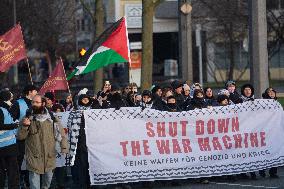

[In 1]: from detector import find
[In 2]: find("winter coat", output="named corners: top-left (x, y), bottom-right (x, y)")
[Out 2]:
top-left (205, 97), bottom-right (218, 106)
top-left (17, 109), bottom-right (68, 174)
top-left (174, 93), bottom-right (185, 107)
top-left (152, 94), bottom-right (166, 111)
top-left (185, 98), bottom-right (208, 111)
top-left (0, 101), bottom-right (18, 157)
top-left (229, 91), bottom-right (243, 104)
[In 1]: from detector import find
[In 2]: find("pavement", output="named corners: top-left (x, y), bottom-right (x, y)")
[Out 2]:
top-left (58, 167), bottom-right (284, 189)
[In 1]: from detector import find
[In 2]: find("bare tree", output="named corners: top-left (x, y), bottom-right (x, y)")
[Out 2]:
top-left (193, 0), bottom-right (248, 80)
top-left (141, 0), bottom-right (164, 89)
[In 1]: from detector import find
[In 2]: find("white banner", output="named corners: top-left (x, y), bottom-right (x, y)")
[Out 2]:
top-left (55, 112), bottom-right (70, 167)
top-left (84, 100), bottom-right (284, 185)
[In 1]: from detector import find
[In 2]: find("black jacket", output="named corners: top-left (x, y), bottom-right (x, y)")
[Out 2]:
top-left (0, 102), bottom-right (19, 157)
top-left (229, 91), bottom-right (243, 104)
top-left (11, 97), bottom-right (32, 120)
top-left (185, 98), bottom-right (208, 111)
top-left (174, 93), bottom-right (185, 107)
top-left (152, 94), bottom-right (166, 111)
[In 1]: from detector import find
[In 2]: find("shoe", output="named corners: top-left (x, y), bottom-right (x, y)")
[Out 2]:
top-left (270, 174), bottom-right (279, 179)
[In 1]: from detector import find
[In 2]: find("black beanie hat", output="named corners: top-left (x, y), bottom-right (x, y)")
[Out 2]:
top-left (152, 85), bottom-right (162, 94)
top-left (0, 90), bottom-right (13, 101)
top-left (142, 90), bottom-right (152, 97)
top-left (23, 85), bottom-right (38, 95)
top-left (241, 83), bottom-right (254, 97)
top-left (217, 95), bottom-right (230, 103)
top-left (44, 92), bottom-right (55, 101)
top-left (171, 80), bottom-right (183, 90)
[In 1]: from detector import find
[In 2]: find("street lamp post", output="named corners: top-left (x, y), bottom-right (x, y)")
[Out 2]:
top-left (178, 0), bottom-right (193, 82)
top-left (249, 0), bottom-right (269, 98)
top-left (13, 0), bottom-right (19, 85)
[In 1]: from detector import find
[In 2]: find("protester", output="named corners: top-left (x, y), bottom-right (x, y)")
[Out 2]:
top-left (129, 83), bottom-right (138, 93)
top-left (11, 85), bottom-right (38, 188)
top-left (52, 103), bottom-right (67, 189)
top-left (162, 87), bottom-right (174, 103)
top-left (185, 89), bottom-right (208, 111)
top-left (122, 85), bottom-right (130, 100)
top-left (126, 91), bottom-right (142, 107)
top-left (204, 87), bottom-right (218, 106)
top-left (0, 90), bottom-right (20, 189)
top-left (218, 89), bottom-right (234, 105)
top-left (171, 80), bottom-right (185, 107)
top-left (63, 94), bottom-right (74, 111)
top-left (241, 84), bottom-right (254, 102)
top-left (44, 92), bottom-right (55, 111)
top-left (182, 84), bottom-right (191, 101)
top-left (17, 95), bottom-right (68, 189)
top-left (73, 94), bottom-right (92, 188)
top-left (140, 90), bottom-right (153, 109)
top-left (164, 96), bottom-right (181, 112)
top-left (151, 85), bottom-right (165, 110)
top-left (262, 87), bottom-right (277, 100)
top-left (217, 94), bottom-right (230, 106)
top-left (97, 81), bottom-right (111, 100)
top-left (109, 85), bottom-right (127, 110)
top-left (226, 81), bottom-right (243, 104)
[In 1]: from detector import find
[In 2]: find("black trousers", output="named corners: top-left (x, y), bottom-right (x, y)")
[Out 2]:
top-left (17, 140), bottom-right (30, 186)
top-left (0, 156), bottom-right (20, 189)
top-left (54, 167), bottom-right (67, 188)
top-left (74, 149), bottom-right (90, 189)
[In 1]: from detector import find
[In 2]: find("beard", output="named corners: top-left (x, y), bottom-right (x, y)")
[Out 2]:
top-left (32, 106), bottom-right (44, 114)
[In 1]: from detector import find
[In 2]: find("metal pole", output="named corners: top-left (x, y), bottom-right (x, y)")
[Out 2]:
top-left (26, 58), bottom-right (34, 85)
top-left (249, 0), bottom-right (269, 98)
top-left (178, 0), bottom-right (193, 82)
top-left (13, 0), bottom-right (19, 85)
top-left (195, 24), bottom-right (203, 85)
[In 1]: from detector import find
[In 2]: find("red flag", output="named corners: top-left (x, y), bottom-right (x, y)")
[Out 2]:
top-left (0, 24), bottom-right (27, 72)
top-left (39, 59), bottom-right (69, 94)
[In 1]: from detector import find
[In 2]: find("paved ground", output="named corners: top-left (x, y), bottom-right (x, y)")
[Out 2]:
top-left (58, 167), bottom-right (284, 189)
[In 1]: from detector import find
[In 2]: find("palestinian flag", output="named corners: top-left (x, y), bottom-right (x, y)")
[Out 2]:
top-left (67, 17), bottom-right (130, 80)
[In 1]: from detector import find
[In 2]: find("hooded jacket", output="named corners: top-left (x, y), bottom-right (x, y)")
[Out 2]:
top-left (17, 109), bottom-right (68, 174)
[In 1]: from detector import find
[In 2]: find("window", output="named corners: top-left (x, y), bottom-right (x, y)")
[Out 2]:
top-left (77, 20), bottom-right (80, 31)
top-left (280, 0), bottom-right (284, 9)
top-left (81, 19), bottom-right (85, 31)
top-left (266, 0), bottom-right (284, 10)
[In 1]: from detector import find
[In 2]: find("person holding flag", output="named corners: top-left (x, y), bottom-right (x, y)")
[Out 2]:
top-left (11, 85), bottom-right (38, 188)
top-left (67, 17), bottom-right (130, 80)
top-left (0, 90), bottom-right (20, 189)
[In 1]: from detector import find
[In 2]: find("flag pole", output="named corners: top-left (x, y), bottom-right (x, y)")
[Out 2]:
top-left (26, 58), bottom-right (34, 85)
top-left (59, 56), bottom-right (72, 95)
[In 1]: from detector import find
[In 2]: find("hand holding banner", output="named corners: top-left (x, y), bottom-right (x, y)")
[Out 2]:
top-left (84, 100), bottom-right (284, 185)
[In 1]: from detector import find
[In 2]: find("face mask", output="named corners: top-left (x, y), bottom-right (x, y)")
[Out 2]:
top-left (167, 103), bottom-right (177, 109)
top-left (5, 100), bottom-right (12, 106)
top-left (32, 106), bottom-right (44, 114)
top-left (111, 93), bottom-right (121, 100)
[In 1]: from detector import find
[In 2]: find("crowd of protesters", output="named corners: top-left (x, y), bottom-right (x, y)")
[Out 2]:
top-left (0, 80), bottom-right (278, 189)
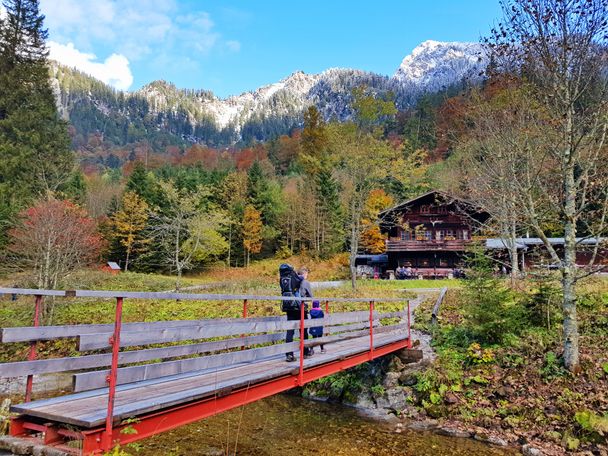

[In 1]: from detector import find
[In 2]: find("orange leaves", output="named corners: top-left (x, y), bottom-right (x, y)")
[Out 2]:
top-left (243, 205), bottom-right (262, 253)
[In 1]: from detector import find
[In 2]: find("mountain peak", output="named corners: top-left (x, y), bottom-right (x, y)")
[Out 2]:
top-left (393, 40), bottom-right (487, 91)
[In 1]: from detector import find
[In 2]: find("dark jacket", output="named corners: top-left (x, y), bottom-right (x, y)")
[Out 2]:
top-left (309, 308), bottom-right (325, 337)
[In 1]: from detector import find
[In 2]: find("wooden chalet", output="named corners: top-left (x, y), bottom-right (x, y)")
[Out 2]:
top-left (380, 191), bottom-right (489, 277)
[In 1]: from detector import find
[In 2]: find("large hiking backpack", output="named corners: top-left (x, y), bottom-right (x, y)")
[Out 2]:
top-left (279, 263), bottom-right (302, 312)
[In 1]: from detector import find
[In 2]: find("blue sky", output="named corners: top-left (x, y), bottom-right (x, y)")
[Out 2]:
- - -
▸ Requirement: Count the lines of the records above that contain the string "pole", treating uppercase and lowercase as different, and give only that number.

▸ Correct result: 2